Tentang
reformasi birokrasi (RB), sejenak kita renungkan dan berpikir ke belakang. Visi
pembangunan Indonesia tahun 2025 terwujudnya “Indonesia yang mandiri, maju,
adil, dan makmur” lama telah kita dengar. Idealisme dalam Rencana Pembangunan
Jangka Panjang Nasional (RPJPN) ini di-breakdown
ke dalam 4 pentahapan Rencana Pembangunan Jangka Menengah (RPJM) yakni good governance (2005-2009), reformasi
birokrasi dan UU ASN (2010-2014), Smart ASN
(2015-2019), dan ASN human capital
(2020-2025).
□ □ □
LATIHAN » Mohon sebutkan tahap RPJM untuk periode 2015-2019 menurut kutipan tentang reformasi birokrasi.

Catatan titik berlabel
□ □ □
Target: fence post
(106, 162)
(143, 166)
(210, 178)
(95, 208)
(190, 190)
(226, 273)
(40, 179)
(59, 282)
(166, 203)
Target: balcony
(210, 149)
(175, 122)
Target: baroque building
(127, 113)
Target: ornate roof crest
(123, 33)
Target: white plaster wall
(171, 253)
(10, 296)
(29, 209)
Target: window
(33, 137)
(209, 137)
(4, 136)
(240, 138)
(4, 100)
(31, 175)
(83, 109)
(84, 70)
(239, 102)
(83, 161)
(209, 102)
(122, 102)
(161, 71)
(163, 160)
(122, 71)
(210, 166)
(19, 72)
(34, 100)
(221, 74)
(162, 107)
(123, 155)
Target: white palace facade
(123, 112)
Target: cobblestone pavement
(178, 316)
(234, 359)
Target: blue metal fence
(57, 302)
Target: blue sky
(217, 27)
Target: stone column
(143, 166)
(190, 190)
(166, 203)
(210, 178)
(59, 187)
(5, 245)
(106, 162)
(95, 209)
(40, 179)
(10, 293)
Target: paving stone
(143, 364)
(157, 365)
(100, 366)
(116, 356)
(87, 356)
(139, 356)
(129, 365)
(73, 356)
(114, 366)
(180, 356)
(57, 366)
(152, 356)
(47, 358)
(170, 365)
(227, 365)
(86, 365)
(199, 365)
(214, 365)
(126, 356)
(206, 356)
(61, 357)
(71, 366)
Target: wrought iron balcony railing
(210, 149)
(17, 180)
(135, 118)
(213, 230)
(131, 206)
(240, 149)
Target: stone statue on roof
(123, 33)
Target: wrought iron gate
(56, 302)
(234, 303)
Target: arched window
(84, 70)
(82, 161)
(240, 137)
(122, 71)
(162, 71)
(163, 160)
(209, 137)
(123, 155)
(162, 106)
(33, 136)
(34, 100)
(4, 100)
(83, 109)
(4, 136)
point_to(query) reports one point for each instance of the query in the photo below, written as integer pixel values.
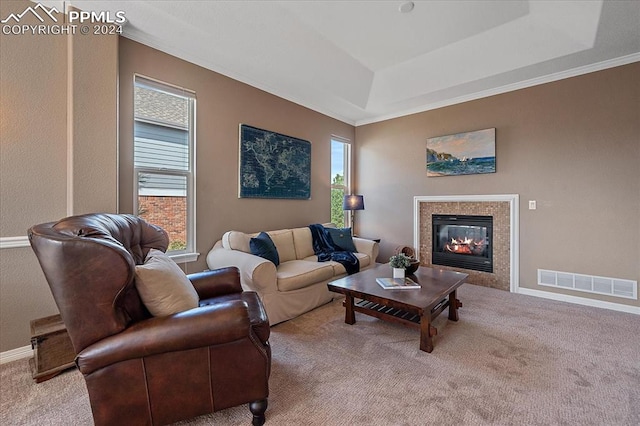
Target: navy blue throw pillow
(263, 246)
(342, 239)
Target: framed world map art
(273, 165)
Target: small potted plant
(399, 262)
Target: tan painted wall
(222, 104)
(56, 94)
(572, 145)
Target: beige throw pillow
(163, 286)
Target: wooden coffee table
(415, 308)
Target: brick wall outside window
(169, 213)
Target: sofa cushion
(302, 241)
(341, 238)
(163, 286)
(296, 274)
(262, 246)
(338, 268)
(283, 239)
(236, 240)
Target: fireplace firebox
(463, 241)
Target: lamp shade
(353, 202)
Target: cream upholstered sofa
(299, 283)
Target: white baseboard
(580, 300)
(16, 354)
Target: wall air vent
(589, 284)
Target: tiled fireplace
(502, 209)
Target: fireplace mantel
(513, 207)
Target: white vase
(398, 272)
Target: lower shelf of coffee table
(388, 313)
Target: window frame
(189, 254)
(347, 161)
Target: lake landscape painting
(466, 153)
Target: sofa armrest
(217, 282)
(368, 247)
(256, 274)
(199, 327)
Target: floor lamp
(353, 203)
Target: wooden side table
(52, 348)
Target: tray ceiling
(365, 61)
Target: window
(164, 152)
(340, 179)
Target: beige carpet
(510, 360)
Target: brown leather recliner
□ □ □
JAWABAN » Smart ASN.